→ **OBJECTIVE**
Could you reproduce, character for character, the stretch of the listing that opens with the line containing "[locate] clear glass" and closes with the line containing "[locate] jute twine", including both of those lines?

********

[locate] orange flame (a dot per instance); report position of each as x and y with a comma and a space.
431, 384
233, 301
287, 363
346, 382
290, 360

********

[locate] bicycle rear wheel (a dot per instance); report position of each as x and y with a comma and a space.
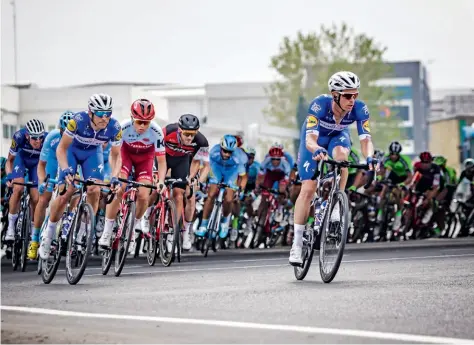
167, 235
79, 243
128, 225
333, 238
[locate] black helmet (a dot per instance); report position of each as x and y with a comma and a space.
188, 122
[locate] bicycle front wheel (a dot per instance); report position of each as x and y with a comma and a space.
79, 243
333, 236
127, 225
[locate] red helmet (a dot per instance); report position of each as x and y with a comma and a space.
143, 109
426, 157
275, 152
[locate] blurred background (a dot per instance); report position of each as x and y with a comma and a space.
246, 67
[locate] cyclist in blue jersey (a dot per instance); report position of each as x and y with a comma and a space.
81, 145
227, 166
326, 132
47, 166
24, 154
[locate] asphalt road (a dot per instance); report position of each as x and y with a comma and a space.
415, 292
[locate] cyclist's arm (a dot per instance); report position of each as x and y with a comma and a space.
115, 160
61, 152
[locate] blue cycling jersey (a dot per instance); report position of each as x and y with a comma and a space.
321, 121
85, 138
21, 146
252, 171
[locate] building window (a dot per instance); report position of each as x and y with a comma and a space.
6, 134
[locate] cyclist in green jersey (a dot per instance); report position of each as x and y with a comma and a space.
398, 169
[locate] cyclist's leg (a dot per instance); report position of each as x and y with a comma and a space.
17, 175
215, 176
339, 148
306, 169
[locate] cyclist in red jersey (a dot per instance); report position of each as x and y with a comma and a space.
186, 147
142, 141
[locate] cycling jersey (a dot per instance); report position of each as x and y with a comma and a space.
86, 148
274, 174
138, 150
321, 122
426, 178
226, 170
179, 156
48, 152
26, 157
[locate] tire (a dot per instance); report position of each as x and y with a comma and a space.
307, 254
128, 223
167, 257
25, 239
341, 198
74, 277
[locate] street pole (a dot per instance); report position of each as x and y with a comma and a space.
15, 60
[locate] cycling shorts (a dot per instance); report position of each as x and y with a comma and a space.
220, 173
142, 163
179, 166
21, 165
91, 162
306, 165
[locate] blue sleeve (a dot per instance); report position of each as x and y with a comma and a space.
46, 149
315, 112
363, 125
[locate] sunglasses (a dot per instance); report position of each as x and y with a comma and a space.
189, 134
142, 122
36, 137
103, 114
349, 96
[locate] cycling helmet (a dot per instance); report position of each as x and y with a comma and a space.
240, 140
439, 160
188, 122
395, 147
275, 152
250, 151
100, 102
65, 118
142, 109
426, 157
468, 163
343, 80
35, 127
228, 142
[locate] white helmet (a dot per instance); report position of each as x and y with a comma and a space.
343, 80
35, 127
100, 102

********

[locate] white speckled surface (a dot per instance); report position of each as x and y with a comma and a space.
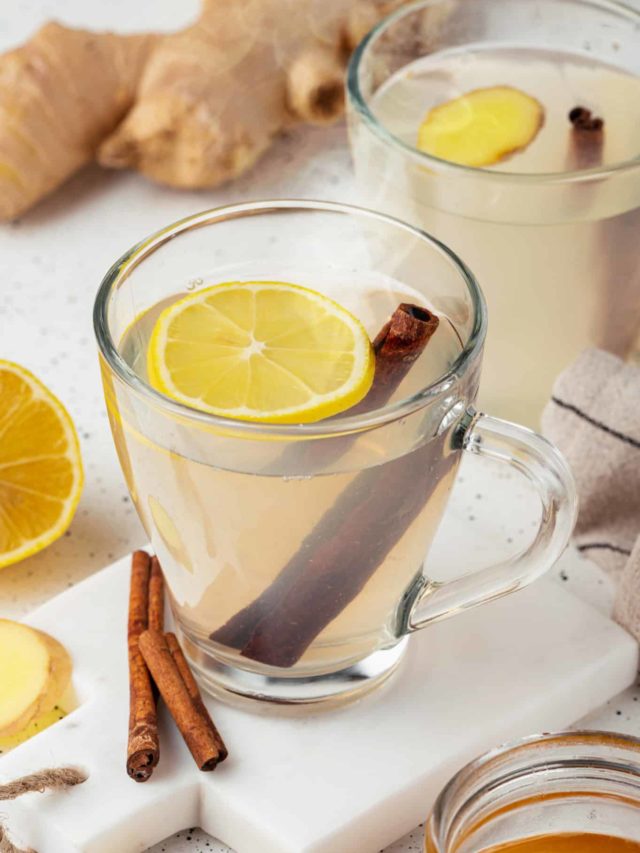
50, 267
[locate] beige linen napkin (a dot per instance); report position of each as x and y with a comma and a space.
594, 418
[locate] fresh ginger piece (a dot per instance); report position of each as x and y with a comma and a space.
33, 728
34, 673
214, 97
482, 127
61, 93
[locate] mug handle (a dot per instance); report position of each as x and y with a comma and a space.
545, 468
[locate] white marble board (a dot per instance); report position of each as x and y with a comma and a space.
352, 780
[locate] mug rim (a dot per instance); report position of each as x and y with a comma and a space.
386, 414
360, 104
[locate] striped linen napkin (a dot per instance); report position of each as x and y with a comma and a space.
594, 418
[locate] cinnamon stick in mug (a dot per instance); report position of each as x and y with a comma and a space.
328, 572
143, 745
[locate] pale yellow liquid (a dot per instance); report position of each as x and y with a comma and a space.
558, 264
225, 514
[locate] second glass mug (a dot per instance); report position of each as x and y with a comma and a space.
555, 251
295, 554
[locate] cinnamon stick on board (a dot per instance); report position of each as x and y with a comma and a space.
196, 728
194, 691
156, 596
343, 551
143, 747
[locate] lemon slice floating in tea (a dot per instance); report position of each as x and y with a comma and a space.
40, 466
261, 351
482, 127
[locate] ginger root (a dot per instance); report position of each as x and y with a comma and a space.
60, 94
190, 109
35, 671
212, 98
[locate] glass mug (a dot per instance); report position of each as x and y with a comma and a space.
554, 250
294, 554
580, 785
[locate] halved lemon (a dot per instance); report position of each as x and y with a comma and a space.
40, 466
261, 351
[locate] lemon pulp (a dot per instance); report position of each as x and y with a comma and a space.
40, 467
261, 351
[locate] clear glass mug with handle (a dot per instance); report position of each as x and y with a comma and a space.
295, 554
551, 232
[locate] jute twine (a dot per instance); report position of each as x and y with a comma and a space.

********

→ **THE COMPLETED TASK**
[locate] clear glass mug with handle (a dot per instance); report position of each as x and y with a comma and a space.
295, 554
551, 232
[locate] jute twine (a dot per instance); report position of each as x and y with a comma and a space.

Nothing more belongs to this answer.